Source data
-- begin --
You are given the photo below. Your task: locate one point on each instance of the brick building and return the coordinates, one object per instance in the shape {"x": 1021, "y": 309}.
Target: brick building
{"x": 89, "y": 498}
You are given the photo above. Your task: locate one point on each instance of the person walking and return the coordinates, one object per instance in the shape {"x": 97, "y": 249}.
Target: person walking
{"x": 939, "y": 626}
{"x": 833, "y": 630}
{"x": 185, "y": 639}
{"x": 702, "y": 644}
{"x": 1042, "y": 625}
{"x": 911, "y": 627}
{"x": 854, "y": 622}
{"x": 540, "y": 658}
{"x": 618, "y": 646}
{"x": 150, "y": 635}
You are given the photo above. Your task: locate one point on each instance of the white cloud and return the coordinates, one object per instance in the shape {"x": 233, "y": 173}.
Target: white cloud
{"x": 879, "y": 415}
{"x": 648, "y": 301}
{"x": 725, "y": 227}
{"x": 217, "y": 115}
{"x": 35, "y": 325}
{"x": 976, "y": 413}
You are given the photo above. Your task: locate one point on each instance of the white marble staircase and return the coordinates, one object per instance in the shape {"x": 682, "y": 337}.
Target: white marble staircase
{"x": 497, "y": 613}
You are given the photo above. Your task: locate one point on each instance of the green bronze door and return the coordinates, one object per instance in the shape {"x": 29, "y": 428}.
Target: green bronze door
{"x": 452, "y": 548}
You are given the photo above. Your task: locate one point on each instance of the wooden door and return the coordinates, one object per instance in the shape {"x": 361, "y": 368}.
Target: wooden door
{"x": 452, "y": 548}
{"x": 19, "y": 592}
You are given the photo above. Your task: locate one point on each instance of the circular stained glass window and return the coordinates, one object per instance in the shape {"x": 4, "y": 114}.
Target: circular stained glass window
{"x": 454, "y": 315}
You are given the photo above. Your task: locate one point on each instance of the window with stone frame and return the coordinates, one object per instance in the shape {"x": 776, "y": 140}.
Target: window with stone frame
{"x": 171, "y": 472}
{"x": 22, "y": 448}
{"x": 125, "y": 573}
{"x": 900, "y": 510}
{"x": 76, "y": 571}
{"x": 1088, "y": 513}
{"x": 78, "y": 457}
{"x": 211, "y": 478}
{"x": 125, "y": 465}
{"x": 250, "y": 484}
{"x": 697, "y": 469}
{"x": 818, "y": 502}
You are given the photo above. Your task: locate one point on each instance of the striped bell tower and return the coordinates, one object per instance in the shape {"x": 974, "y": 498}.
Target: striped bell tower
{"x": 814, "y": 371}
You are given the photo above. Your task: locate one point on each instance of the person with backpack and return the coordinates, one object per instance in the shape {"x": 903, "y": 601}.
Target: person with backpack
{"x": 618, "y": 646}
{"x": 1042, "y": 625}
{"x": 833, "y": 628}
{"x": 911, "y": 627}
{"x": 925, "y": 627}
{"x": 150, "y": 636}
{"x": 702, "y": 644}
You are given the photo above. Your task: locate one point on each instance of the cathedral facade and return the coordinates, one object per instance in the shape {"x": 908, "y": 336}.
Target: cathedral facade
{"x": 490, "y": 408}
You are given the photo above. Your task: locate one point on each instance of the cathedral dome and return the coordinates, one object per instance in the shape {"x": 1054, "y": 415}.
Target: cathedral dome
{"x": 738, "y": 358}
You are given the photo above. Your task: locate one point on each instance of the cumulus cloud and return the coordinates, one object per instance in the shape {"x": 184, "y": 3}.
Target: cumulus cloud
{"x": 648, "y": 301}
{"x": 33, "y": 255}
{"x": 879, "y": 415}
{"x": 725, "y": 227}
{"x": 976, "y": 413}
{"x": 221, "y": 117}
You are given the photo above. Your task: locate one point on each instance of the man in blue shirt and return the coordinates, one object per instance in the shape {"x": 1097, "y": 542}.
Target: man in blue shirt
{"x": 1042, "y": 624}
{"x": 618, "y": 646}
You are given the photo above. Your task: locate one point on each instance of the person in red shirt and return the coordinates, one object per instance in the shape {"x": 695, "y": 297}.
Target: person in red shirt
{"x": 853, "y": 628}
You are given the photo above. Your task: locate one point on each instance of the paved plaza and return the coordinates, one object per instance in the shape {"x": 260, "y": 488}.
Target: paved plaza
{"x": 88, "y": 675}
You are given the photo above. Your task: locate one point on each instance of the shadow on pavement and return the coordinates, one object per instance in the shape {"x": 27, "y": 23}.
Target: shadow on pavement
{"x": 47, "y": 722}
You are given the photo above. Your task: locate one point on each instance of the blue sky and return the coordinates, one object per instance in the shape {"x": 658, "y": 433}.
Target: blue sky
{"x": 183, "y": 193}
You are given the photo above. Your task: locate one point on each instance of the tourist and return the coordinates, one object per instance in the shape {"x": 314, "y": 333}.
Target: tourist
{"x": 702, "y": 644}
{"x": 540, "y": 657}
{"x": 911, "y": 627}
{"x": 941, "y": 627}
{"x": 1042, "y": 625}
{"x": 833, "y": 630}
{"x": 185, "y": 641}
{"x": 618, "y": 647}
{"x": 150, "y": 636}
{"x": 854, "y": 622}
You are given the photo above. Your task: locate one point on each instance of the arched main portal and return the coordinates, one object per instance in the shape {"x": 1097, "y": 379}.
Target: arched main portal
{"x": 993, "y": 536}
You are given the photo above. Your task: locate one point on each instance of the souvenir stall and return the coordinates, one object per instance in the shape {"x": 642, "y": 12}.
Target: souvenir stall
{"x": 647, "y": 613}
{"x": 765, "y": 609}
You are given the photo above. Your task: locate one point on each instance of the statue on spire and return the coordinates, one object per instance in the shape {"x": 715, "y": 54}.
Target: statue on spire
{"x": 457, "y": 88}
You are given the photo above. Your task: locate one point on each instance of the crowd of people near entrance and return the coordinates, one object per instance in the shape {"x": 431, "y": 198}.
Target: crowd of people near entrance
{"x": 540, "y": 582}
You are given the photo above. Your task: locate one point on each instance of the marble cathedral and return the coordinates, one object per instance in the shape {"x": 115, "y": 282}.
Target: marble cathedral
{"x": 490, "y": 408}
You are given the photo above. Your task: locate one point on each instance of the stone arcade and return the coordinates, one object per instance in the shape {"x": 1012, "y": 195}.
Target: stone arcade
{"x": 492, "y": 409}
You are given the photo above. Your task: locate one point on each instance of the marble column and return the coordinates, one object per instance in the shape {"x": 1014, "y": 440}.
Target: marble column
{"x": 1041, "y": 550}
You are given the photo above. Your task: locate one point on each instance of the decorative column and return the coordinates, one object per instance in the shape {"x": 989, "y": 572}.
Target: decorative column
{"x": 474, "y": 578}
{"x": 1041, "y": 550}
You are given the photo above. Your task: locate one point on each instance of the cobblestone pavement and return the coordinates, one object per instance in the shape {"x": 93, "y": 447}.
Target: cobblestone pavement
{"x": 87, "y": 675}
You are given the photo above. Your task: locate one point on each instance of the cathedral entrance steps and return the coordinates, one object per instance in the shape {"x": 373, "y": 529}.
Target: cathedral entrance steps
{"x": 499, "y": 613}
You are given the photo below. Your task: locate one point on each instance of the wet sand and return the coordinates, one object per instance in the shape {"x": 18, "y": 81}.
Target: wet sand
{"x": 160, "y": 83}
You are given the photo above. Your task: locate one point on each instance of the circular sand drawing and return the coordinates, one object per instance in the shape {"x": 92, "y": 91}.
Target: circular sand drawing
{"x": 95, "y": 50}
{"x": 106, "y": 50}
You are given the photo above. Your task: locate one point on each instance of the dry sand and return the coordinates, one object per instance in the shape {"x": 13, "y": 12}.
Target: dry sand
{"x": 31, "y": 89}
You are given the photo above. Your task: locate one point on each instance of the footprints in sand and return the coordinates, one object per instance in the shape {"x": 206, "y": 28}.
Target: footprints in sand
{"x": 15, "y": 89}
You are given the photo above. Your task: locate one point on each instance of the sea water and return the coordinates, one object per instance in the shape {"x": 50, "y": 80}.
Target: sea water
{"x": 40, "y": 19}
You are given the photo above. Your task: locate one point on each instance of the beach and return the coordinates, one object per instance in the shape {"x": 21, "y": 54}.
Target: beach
-- end --
WHAT YOU SHOULD DO |
Rename "beach" to "shoreline" in the part that opens with the line containing "the sea water" and closes at the end of the items. Return only those lines, with nothing else altered.

THE OUTPUT |
You are given the photo above. Your task: locate one point on each instance of the sea water and return the coordinates, one object per instance in the shape {"x": 50, "y": 80}.
Target: sea water
{"x": 40, "y": 19}
You are given the photo above. Your task: locate one point on each instance of the shoreline and return the coordinates, one object per instance in the shape {"x": 21, "y": 54}.
Target: shoreline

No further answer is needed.